* PROBLEM REQUIREMENTS
Nothing but the lines from the one containing "Where can you find the hood" to the end of the data should be returned, each exactly as written.

* DATA PROVIDED
** BEGIN **

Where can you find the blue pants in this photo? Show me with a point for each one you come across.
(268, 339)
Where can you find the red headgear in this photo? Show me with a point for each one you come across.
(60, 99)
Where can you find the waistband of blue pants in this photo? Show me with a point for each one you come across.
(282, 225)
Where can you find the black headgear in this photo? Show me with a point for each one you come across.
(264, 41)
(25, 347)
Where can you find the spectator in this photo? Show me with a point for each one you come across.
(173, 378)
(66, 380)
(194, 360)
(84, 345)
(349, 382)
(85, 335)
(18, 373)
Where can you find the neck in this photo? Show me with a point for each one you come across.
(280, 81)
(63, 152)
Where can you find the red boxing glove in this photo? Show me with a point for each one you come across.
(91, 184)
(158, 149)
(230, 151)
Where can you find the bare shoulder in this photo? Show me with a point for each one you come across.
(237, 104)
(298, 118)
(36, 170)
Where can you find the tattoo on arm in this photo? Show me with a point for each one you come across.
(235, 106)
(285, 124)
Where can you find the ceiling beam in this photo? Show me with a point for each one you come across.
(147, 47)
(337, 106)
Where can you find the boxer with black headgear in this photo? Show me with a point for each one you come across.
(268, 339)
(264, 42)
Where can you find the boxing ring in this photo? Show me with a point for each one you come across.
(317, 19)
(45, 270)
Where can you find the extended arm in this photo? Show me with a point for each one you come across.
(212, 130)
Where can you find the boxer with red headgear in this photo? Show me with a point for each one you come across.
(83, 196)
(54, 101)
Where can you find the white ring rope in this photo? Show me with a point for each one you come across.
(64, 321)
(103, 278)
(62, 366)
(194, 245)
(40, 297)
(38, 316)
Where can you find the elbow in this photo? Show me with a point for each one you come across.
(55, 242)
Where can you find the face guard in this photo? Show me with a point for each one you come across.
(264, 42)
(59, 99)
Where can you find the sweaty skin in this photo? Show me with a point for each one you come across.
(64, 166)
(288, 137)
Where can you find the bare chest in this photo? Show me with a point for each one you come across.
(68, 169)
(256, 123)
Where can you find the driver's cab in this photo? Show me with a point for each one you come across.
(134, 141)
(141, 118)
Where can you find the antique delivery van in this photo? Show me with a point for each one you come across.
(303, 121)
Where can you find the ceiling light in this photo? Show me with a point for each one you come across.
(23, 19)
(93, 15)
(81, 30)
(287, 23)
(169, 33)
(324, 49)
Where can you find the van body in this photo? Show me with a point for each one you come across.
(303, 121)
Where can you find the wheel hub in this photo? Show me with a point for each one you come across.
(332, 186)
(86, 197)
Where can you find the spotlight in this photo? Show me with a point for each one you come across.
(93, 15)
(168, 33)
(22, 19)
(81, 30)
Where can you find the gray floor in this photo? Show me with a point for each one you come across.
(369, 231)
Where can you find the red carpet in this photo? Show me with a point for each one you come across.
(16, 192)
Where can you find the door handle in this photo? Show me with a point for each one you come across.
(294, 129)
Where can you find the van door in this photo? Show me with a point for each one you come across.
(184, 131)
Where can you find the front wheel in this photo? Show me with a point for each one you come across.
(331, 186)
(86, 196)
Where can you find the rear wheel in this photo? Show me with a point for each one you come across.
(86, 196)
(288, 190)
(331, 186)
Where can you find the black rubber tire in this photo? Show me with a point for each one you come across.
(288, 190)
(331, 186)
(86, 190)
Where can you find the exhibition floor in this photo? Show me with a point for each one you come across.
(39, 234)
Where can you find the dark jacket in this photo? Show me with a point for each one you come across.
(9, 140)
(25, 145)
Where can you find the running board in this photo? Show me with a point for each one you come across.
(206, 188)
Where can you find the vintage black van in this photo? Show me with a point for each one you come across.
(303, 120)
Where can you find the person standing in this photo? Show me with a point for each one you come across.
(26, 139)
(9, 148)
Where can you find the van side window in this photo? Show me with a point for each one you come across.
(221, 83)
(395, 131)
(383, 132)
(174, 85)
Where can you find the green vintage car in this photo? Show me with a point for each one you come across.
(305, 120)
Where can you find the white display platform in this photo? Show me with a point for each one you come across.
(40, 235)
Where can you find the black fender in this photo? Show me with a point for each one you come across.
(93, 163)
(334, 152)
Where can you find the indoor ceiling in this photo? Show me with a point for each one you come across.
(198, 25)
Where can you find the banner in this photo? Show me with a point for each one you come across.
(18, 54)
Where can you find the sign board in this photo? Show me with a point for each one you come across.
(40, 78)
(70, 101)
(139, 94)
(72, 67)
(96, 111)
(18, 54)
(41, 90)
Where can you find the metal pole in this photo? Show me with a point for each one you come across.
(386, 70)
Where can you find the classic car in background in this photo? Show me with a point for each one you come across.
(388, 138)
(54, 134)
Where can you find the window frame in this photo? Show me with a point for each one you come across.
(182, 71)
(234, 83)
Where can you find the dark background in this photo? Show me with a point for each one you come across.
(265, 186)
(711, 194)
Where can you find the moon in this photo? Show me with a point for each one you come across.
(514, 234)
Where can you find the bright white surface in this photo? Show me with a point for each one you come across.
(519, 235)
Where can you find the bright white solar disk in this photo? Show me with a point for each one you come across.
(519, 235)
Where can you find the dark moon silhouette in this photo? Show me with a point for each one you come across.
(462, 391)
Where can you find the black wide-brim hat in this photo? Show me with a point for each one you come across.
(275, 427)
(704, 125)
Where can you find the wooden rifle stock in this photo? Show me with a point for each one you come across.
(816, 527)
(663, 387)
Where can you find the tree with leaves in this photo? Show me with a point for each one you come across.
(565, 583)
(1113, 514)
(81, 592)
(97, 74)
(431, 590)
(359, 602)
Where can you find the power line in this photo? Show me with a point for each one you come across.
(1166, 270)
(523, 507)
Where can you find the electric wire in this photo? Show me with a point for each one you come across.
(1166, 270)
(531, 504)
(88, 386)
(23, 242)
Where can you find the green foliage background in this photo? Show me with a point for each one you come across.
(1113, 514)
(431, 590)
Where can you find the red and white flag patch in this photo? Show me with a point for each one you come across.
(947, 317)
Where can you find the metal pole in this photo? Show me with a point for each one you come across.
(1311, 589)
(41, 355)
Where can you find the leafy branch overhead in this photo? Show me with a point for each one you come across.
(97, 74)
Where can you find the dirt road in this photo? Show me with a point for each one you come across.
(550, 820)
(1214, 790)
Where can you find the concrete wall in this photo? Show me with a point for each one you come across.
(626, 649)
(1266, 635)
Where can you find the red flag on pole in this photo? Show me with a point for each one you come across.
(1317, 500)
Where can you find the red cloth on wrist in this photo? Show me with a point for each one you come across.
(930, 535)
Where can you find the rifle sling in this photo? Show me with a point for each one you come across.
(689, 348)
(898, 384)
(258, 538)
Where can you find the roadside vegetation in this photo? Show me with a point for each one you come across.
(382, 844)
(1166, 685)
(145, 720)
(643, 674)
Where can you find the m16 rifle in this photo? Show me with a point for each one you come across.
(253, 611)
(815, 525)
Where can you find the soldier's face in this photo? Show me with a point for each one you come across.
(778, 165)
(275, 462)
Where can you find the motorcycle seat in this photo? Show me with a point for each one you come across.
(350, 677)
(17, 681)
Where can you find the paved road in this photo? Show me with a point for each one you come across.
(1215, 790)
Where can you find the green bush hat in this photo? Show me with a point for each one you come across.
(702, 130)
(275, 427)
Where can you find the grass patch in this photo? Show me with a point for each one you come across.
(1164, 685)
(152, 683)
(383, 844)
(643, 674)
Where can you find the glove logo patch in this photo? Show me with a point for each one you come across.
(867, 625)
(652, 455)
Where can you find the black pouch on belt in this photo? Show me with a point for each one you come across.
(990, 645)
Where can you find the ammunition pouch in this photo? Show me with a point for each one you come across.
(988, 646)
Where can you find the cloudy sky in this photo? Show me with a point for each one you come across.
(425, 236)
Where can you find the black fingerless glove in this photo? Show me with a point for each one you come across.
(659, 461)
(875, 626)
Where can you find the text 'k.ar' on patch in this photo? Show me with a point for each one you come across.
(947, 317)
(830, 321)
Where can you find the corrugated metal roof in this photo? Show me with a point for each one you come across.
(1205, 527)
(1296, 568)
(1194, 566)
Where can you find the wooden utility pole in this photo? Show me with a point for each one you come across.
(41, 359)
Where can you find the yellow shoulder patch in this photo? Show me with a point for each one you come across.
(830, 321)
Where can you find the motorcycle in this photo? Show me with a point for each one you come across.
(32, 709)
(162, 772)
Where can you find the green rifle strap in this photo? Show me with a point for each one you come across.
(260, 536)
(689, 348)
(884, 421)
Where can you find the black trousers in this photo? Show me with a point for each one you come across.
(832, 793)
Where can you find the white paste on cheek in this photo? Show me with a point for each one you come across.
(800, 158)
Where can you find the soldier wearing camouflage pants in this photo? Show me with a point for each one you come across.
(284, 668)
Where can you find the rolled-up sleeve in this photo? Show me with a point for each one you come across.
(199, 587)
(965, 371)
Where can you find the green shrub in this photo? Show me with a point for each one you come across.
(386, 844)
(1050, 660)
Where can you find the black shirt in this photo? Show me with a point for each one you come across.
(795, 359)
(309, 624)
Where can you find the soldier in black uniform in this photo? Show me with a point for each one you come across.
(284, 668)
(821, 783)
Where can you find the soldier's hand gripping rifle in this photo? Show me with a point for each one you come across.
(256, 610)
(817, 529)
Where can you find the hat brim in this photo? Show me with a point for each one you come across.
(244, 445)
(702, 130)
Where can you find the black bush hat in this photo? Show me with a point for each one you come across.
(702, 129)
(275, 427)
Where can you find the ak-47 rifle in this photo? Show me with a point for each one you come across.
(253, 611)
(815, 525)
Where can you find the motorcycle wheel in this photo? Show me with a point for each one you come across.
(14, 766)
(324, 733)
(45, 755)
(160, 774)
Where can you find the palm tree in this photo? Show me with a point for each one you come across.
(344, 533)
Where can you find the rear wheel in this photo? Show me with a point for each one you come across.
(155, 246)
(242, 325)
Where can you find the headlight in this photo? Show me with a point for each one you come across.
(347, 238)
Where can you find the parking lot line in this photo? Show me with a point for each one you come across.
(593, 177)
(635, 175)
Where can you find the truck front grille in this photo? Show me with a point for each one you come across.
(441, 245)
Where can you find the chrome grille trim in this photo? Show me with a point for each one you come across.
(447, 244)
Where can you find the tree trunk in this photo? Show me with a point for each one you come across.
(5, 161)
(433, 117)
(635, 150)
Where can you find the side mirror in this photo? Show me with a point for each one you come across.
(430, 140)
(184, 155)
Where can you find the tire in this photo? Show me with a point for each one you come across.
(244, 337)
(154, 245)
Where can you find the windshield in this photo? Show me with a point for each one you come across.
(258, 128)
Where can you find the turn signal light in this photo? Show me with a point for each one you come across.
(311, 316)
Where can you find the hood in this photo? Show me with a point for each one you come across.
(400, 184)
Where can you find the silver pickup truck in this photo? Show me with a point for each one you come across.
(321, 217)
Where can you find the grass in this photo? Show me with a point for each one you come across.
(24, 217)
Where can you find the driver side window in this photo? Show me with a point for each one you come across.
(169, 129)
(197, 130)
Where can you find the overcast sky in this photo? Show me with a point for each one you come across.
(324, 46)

** END **

* CORRECT ANSWER
Where can you find the hood in this photo? Show me with a point for each one you come across.
(400, 184)
Where can you find the silver pickup truck in this photo? Show me with a point for each one you come across.
(321, 217)
Where can you find the grass in this photo? Show me with a point for each one you come across.
(24, 217)
Where can you find the driver side window in this photo? Show me with a point for each one you come across.
(169, 129)
(197, 130)
Where can you find the overcast sky in this photo? Show me with a point for each one you come across.
(324, 46)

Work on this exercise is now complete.